[Work to complete]: Copy out, character for character, the lines from the line containing "thick branch --all-instances" to the line containing "Provide the mask of every instance of the thick", with both of those lines included.

[Provided records]:
_ _ _ _ _

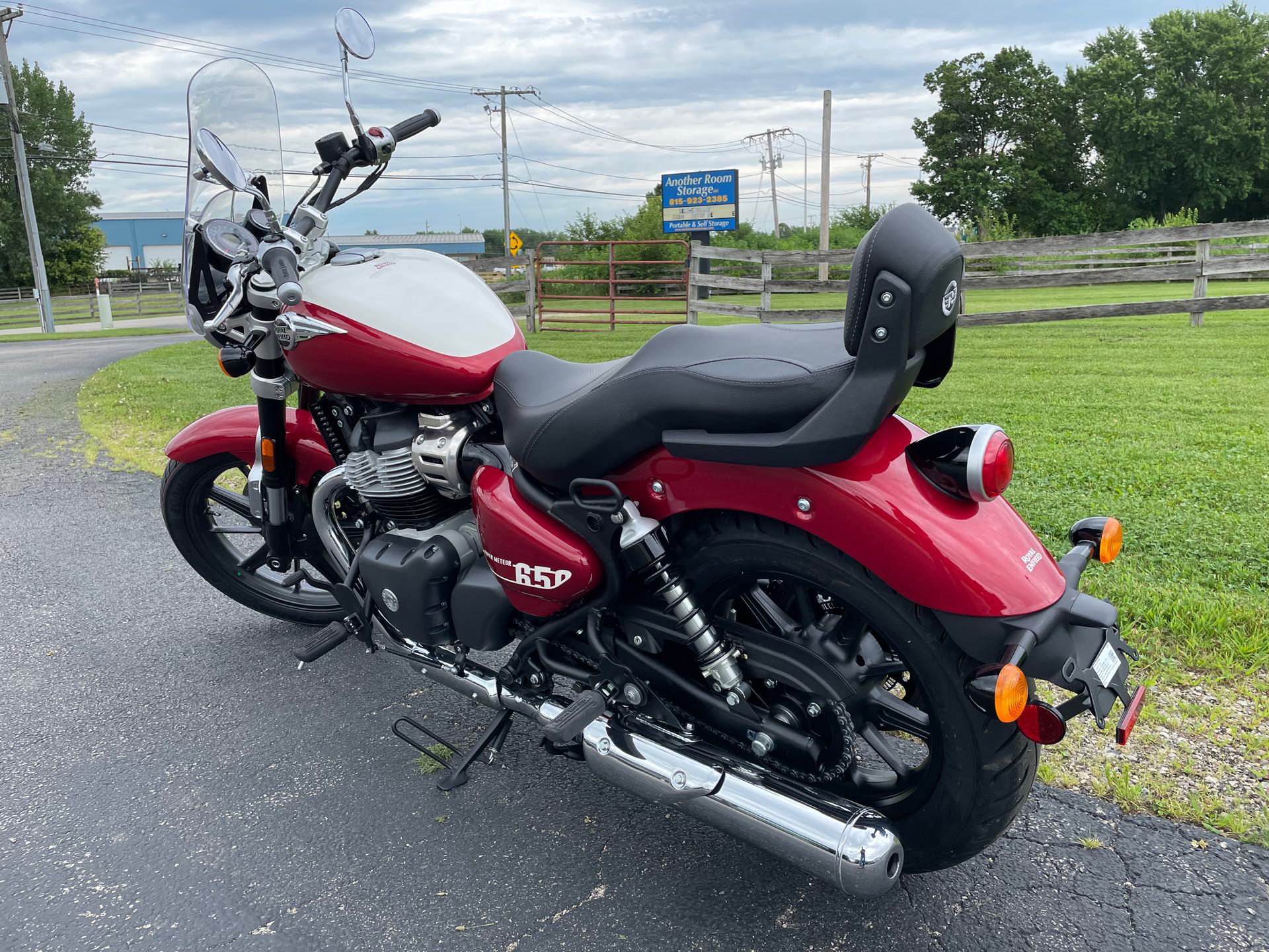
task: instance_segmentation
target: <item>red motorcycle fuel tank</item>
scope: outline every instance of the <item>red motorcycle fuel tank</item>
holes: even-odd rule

_ _ _ _ _

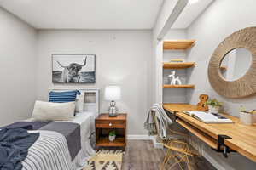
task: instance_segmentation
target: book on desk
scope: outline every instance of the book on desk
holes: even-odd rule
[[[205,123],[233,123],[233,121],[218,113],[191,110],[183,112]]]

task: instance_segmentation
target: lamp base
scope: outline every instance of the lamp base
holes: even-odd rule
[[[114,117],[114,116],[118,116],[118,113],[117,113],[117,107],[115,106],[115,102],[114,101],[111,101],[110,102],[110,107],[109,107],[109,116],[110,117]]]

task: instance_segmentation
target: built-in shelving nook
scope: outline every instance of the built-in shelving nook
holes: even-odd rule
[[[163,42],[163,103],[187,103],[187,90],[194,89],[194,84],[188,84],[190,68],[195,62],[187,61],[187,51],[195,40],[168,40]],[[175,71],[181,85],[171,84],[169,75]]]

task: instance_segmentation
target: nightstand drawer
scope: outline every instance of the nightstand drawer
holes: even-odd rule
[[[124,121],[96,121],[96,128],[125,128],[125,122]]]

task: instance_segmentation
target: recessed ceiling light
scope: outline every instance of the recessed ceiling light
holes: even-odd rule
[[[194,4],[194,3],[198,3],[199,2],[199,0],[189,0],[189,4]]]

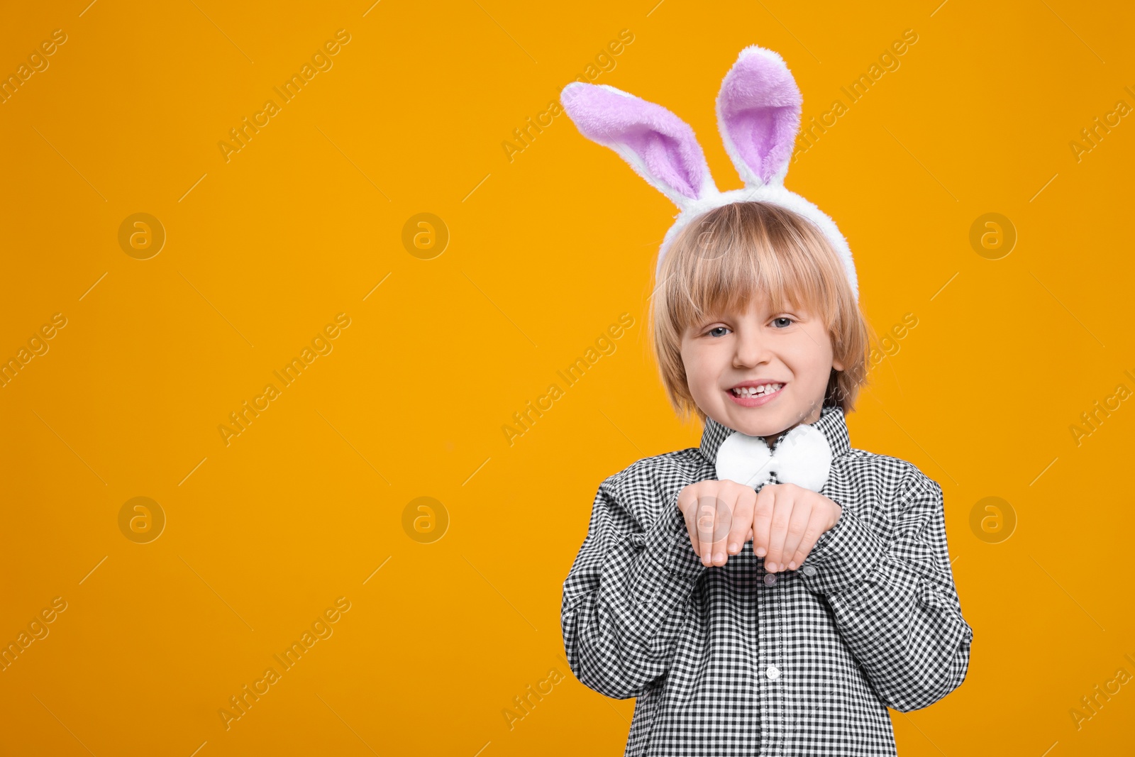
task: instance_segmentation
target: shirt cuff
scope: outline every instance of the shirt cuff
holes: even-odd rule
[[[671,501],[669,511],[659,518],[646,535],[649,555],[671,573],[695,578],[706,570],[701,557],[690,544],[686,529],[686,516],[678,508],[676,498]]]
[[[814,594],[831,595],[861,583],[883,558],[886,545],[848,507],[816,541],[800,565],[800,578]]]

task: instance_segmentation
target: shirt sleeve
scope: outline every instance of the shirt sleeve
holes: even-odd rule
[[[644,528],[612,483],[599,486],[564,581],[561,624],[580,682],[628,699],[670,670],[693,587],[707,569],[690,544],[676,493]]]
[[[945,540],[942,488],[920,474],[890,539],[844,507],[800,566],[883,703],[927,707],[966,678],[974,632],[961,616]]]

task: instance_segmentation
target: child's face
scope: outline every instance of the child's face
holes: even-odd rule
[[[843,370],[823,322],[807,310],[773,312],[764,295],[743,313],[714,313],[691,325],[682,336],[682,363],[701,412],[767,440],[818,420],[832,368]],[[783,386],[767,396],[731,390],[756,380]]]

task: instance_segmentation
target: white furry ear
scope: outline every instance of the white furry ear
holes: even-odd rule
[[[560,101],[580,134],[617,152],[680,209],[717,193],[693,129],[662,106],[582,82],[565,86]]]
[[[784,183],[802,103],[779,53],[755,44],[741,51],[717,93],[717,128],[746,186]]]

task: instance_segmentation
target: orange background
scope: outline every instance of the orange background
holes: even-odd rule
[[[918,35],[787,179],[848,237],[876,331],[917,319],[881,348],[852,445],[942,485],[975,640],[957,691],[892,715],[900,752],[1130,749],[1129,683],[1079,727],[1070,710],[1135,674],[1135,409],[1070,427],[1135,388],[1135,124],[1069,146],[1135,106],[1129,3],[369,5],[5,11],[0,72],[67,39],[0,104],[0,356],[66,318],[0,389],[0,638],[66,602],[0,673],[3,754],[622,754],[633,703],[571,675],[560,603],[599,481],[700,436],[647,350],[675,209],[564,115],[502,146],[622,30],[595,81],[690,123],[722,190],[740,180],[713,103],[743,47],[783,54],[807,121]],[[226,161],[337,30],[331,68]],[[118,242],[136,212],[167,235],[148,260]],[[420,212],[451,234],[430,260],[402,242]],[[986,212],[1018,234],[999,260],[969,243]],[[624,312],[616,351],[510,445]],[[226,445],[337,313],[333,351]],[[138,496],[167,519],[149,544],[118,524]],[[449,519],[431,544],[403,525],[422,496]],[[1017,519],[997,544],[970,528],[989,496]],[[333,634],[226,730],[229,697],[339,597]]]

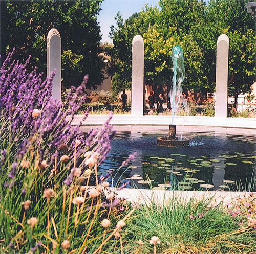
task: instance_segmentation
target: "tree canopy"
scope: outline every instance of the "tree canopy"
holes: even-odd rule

_ _ _ _ _

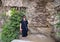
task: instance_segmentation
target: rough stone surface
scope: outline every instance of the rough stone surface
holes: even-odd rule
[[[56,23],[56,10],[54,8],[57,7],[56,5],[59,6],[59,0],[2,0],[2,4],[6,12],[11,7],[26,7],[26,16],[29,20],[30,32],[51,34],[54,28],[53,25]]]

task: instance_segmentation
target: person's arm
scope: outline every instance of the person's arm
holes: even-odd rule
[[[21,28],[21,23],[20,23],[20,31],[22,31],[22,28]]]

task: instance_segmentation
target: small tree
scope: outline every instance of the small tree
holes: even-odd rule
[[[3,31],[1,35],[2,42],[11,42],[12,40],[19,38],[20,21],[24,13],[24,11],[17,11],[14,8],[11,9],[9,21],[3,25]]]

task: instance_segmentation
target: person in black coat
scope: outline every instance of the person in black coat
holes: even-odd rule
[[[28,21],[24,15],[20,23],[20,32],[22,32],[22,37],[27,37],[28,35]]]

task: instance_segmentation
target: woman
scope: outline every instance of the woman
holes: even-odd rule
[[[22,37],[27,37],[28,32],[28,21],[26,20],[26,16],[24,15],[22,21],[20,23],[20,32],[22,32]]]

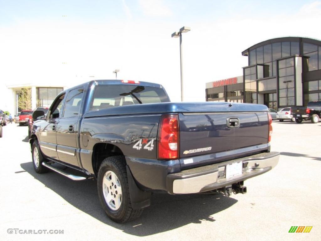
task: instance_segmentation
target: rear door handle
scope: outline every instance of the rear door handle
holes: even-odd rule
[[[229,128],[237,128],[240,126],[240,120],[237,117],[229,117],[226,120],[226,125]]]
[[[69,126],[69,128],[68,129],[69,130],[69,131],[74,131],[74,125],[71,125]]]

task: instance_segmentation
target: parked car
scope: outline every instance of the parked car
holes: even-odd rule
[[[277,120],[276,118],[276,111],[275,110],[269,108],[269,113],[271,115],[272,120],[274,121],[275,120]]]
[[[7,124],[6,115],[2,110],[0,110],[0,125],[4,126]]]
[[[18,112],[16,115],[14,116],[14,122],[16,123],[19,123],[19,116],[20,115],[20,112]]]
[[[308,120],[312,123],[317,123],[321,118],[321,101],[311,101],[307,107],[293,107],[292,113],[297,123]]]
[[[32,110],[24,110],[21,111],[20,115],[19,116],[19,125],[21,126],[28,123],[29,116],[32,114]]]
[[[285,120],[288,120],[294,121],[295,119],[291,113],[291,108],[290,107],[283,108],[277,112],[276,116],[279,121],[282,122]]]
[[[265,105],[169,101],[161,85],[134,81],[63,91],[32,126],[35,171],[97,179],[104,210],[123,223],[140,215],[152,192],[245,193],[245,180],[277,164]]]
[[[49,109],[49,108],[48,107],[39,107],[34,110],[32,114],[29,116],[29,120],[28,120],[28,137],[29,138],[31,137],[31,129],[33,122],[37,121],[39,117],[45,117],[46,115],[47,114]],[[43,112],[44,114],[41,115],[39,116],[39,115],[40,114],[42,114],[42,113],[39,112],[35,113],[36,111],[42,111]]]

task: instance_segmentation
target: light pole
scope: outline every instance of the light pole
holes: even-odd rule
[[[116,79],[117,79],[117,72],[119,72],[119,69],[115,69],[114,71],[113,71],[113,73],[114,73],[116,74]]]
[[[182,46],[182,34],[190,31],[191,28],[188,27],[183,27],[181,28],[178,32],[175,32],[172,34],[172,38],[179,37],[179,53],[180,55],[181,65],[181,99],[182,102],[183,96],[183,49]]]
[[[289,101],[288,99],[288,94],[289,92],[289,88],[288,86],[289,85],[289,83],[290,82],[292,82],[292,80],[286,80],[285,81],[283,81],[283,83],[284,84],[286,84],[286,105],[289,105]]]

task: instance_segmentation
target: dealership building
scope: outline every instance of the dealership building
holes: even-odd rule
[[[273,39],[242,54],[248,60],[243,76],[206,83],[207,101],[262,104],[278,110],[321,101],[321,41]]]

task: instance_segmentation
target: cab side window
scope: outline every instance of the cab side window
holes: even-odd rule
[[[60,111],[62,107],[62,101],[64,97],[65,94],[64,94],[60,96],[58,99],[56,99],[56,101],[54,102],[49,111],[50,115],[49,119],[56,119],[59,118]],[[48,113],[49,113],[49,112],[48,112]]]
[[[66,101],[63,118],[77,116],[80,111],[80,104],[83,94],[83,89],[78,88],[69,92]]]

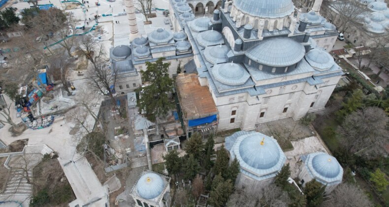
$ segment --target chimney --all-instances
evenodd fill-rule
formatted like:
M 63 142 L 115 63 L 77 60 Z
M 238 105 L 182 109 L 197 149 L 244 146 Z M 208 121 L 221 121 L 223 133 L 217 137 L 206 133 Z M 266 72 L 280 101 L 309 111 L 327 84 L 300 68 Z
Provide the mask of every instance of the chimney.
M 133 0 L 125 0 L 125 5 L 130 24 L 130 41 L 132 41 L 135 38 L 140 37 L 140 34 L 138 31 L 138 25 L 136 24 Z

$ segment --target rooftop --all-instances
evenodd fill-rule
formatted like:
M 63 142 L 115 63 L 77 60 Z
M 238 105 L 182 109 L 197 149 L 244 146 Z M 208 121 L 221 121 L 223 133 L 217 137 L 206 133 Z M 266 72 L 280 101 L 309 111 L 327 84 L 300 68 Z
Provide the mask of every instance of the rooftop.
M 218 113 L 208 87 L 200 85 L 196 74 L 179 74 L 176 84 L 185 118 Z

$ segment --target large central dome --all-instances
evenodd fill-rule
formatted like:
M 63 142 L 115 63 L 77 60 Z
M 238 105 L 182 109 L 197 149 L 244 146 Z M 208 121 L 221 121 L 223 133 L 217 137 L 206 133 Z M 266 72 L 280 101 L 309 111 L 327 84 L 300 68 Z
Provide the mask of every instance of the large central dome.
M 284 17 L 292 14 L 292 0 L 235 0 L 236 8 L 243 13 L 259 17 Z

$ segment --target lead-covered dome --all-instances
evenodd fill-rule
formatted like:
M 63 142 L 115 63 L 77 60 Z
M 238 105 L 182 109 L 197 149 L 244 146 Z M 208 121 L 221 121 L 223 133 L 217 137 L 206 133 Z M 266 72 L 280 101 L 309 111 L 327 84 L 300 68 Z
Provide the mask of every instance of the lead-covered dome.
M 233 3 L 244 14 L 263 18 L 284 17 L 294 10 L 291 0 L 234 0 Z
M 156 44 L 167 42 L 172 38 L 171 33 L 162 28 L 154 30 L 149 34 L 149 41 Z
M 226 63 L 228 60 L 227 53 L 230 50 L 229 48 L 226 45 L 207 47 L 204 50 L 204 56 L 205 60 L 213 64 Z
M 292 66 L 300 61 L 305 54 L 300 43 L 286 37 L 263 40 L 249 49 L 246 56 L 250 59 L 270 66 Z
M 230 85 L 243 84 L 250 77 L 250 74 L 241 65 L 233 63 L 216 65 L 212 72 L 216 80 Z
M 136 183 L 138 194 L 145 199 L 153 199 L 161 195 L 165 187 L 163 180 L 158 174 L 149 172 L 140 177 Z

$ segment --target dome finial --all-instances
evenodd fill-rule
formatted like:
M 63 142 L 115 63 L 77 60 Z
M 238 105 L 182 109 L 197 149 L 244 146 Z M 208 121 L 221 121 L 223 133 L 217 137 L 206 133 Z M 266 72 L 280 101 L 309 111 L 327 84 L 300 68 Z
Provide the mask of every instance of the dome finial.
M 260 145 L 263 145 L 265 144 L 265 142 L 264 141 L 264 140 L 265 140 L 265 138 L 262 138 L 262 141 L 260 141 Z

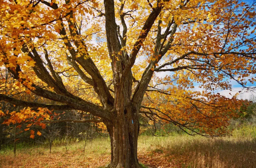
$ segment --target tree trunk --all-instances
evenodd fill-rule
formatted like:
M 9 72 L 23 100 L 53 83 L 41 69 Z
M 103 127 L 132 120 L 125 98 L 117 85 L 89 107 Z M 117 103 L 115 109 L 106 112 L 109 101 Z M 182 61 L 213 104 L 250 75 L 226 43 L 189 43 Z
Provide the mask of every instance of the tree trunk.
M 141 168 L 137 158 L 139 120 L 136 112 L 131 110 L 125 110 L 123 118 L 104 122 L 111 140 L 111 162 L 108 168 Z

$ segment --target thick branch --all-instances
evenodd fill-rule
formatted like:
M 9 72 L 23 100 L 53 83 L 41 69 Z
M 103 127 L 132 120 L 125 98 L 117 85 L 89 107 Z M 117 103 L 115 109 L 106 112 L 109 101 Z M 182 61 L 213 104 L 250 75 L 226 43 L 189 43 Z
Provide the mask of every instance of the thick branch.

_ _ _ _ _

[Problem solution]:
$ segment --target thick branch --all-instances
evenodd fill-rule
formatted like:
M 9 72 L 23 100 L 53 83 L 41 69 Z
M 103 127 L 132 120 L 125 98 L 117 85 L 89 107 Z M 117 103 L 115 109 L 106 112 L 109 101 Z M 182 61 L 213 104 L 250 75 L 226 43 L 189 43 Z
Provide the mask of every instance of the thick branch.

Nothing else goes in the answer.